_TEXT TO READ_
--------------------
Twice a year a collection is designed  and clients can either order direct from the website or they can arrange a fitting session to try on the entire range and be fitted for their correct size. The collections are designed to work with previous seasons so clients can continually, and slowly, build a curated wardrobe that suits their lifestyle.  The styling sessions are perfect for busy women who don't have much time to shop (sound familiar?!), because after an hour and a half of personalised assistance you can place your order and know that you'll have pieces to suit your style, your body and your lifestyle. And because they only produce the exact number of pieces they have orders for, there is no waste or excess to be dealt with at sample sales, discount stores, charity shops, and (ultimately) the landfill.

The catch? You don't take anything home on the day - we all have to wait until all orders are collected and then they will be produced (at an Ethical Clothing Australia-accredited factory, of course). Nothing like a little delayed gratification to make you love a piece of clothing even more, am I right?


You have until 9 March to visit the shops in Sydney, Melbourne and (for the first time!) Perth to view the collection. If you're like me, you'll end up running your fingers over every delicious fabric sourced from Italy, Spain and Japan (and don't miss the incredible superfine merino scarves they stock from Love Merino and hand-knit jumpers by Daniel Chiel's Koko Global project - both destined to remain firmly in my radar).

I'm already counting down the days until I see my new white shirt, but I wouldn't be surprised if I popped back in to order one of their stunning ponchos or their Chicago trench coat . . . so many beautiful, classic, well-made pieces. . .

Have you been to Good Day Girl? I'd love to hear your story!
xxLisa

*In case you missed it last Friday, here's a picture from the giant pile of unwanted clothes dumped in Martin Place by ABC as part of their War on Waste program. 6000kgs to be exact - the equivalent of how much is thrown out by Australians every 10 minutes. Yes, you read that correctly, 6000kgs every 10 minutes. You're seriously considering a slow, zero-waste wardrobe now, aren't you?


Friday 10 February 2017

mainstreaming sustainability

Hi there!

Today's blog post title is actually the same title as one of the chapter's in my thesis, which I'm desperately trying to complete by the middle of the year. Wish me luck! So you may not see as much from me in the coming months while I prioritise that very important project.

Today I was struck by this short article in Retail Wire asking, "When will sustainable fashion go mainstream?" It was specifically discussing H&M's Conscious Collection, which you know I have some qualms about. At the end of the brief article the author asks for comments and thoughts as to whether sustainable fashion will enter the mainstream, and the biggest factors to addressing this shift.

Here's my (quickly drafted!) response:
Sustainable fashion will undoubtedly continue to gain traction in coming years. H&M's Conscious Collection plays a major role in raising awareness of sustainable fashion, yet their overall business model will preclude that organization from becoming truly sustainable.

Contrary to some previous comments, many sustainable fibers have a better look and texture than the synthetics and blends that have come to mark much of the fashion industry in recent decades; this is especially true when comparing to H&M's (and other fast fashion retailer's) standard lines in which the fabric pills and breaks apart after a few washes. Fabrics including organic cotton, wool, silk, hemp-blends and others have greater longevity, and Tencel/Modal offers draping and texture found in synthetic rayon/viscose products without the environmental footprint. 


Sustainable fashion designers are already addressing fabric innovations and style, and in my experience as a sustainable fashion writer and researcher, price will remain a primary barrier because consumers are not used to paying a complete or true cost of fashion.  In addition, the rapid change of styles encouraged by many retailers will have to adjust so consumers do not feel the need to buy new pieces as frequently, or dispose of the old.
--------------------
_STATED TASK 1_
According to the blog post on sustainable fashion, how many kilograms of unwanted clothes did ABC dump in Martin Place?
The listing below has no connection to the blog post.

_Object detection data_
--------------------
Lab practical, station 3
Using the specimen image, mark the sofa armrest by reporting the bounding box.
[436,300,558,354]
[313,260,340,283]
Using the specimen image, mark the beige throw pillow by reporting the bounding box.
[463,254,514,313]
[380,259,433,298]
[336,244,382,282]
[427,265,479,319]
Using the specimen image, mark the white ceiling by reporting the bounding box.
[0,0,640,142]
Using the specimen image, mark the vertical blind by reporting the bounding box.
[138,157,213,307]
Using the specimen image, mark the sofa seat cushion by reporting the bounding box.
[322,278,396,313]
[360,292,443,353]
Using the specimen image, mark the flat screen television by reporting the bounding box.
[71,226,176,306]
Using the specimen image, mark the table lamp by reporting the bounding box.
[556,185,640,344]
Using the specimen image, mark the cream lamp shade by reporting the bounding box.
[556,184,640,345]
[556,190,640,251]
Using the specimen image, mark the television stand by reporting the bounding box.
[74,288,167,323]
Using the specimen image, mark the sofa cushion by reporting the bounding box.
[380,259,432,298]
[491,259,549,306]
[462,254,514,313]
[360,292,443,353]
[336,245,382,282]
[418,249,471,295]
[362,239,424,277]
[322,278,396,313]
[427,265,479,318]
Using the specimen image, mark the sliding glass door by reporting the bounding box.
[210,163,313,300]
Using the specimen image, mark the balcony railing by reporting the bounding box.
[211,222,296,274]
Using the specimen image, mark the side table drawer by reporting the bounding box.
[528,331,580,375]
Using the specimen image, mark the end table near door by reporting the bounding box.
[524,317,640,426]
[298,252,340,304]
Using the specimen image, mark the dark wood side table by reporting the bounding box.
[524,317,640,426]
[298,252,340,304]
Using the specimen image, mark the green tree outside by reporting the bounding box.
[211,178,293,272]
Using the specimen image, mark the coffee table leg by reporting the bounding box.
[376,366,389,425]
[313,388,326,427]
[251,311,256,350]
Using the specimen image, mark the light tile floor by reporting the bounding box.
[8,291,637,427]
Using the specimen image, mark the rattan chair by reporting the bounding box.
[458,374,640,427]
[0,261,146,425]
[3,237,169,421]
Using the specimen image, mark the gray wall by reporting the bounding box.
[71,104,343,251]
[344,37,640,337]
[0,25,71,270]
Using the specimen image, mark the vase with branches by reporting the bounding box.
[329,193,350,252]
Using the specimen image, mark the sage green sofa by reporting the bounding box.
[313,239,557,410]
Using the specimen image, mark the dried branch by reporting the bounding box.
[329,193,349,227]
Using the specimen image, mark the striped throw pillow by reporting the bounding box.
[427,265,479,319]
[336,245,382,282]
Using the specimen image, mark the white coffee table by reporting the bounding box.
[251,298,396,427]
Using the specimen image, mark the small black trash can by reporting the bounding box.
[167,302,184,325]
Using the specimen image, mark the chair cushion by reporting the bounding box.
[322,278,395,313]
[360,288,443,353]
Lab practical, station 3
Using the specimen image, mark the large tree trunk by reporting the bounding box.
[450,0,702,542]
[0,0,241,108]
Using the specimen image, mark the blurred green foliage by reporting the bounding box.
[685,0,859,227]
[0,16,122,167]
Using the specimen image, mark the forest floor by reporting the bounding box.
--------------------
_STATED TASK 2_
Copy out the lines of the object detection listing starting at its first line and ending at the line containing "[313,260,340,283]".

_FULL ANSWER 1_
6000kgs.

_FULL ANSWER 2_
Lab practical, station 3
Using the specimen image, mark the sofa armrest by reporting the bounding box.
[436,300,558,354]
[313,260,340,283]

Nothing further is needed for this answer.